▸ **やること**
モンツァの空力効率についての本文から、「モンツァは、ストレートの速さ」を含む語句で始まり「ラッグを相対的に示している。」の後で終わる部分を、一字も変えずに書き出すこと。

モンツァは、ストレートの速さが最もラップタイムに影響するトラックであり、ここでのトップ3チームのウィング選択は、それぞれのマシンの空力効率に大きな幅があることを示している。
今年、他のトラックで感じられた兆候が、ここでは更に強調された。それは、レッドブルの空力効率が間違いなく最も優れており、メルセデスが(トップ3の中では)最低、フェラーリはその間のどこかに位置しているということだ。
全4社のパワーユニットサプライヤーは、GPS 追跡データの解析によって、性能差はごく僅かしかないと主張している。つまり、モンツァで目にした3チームのマシンの違いは、それぞれのマシンのドラッグを相対的に示している。
しかし、マシンのドラッグは、各チームが自ら選択したリアウィングの大きさに依るものでもある。マシンが効率的にダウンフォースを生成していれば、リアウィングの調整幅もより大きくなる。
ダウンフォースは常にドラッグを伴うが、これらの妥協点は、トラックごと、またマシンごとに様々だ。空力効率は、同じだけのドラッグを増やすことで、どれくらいのダウンフォースが得られるか、あるいは、同じだけのドラッグを減らして、どれくらいのダウンフォースが失われるかによって、表すことができる。
モナコの直線的なレイアウトは、他のいかなるサーキットよりも、明らかに低ドラッグが有利となる。このため、すべてのチームが他のトラックよりも薄いウィングで走ることになる。同じドラッグのマシンであっても、よりダウンフォースを残している方が速い。通常ほどではないにせよ、依然としてダウンフォースには恩恵があるのだ。
レッドブルがモンツァで使ったウィングは、他のどのライバル達よりも表面積が大きい。メインプレーンは皿のような窪みがあり、フェラーリやメルセデスの完全に平坦なものとは対照的だ。RB18 のメインプレーンは通常よりも小さいものの、この皿のような輪郭のおかげで、間違いなく上面と下面との圧力差が大きくなる。これにより、ダウンフォース、そしてドラッグが、より大きくなる。
レッドブルは、アッパーフラップにも積極的に角度をつけ、更にダウンフォースを得ていた。チームは FP1 で切り欠いたものを試していたが、その後は元に戻している。また、ビームウィングも2枚を維持している。ビームウィングは、メインウィングの下を通る気流を調整し、ダウンフォース(とドラッグ)を増加させる。

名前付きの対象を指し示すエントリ
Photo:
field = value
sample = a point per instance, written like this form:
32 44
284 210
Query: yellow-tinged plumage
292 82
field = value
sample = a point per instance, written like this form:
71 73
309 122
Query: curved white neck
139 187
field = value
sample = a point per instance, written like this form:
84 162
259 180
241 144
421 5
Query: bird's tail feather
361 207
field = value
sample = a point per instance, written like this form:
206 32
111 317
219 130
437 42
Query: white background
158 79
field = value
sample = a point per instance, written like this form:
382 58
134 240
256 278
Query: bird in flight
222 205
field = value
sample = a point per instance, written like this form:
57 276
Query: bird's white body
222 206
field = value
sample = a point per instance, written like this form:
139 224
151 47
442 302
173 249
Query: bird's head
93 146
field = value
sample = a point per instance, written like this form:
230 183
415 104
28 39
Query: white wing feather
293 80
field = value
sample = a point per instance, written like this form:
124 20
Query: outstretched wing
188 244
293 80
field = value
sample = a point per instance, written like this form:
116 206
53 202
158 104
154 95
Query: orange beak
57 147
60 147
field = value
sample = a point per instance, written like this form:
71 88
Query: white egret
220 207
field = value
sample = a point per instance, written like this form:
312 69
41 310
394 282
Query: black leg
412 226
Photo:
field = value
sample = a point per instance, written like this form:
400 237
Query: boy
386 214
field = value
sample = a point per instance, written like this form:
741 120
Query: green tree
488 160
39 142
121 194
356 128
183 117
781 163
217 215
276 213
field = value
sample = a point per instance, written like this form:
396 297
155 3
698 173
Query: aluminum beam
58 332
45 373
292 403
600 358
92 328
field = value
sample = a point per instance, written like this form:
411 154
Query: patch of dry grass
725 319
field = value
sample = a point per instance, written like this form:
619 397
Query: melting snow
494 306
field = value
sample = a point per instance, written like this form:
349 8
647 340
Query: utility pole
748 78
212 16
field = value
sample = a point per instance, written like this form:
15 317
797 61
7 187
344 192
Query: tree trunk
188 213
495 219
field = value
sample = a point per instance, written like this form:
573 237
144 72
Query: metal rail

▸ **解答例**
モンツァは、ストレートの速さが最もラップタイムに影響するトラックであり、ここでのトップ3チームのウィング選択は、それぞれのマシンの空力効率に大きな幅があることを示している。
今年、他のトラックで感じられた兆候が、ここでは更に強調された。それは、レッドブルの空力効率が間違いなく最も優れており、メルセデスが(トップ3の中では)最低、フェラーリはその間のどこかに位置しているということだ。
全4社のパワーユニットサプライヤーは、GPS 追跡データの解析によって、性能差はごく僅かしかないと主張している。つまり、モンツァで目にした3チームのマシンの違いは、それぞれのマシンのドラッグを相対的に示している。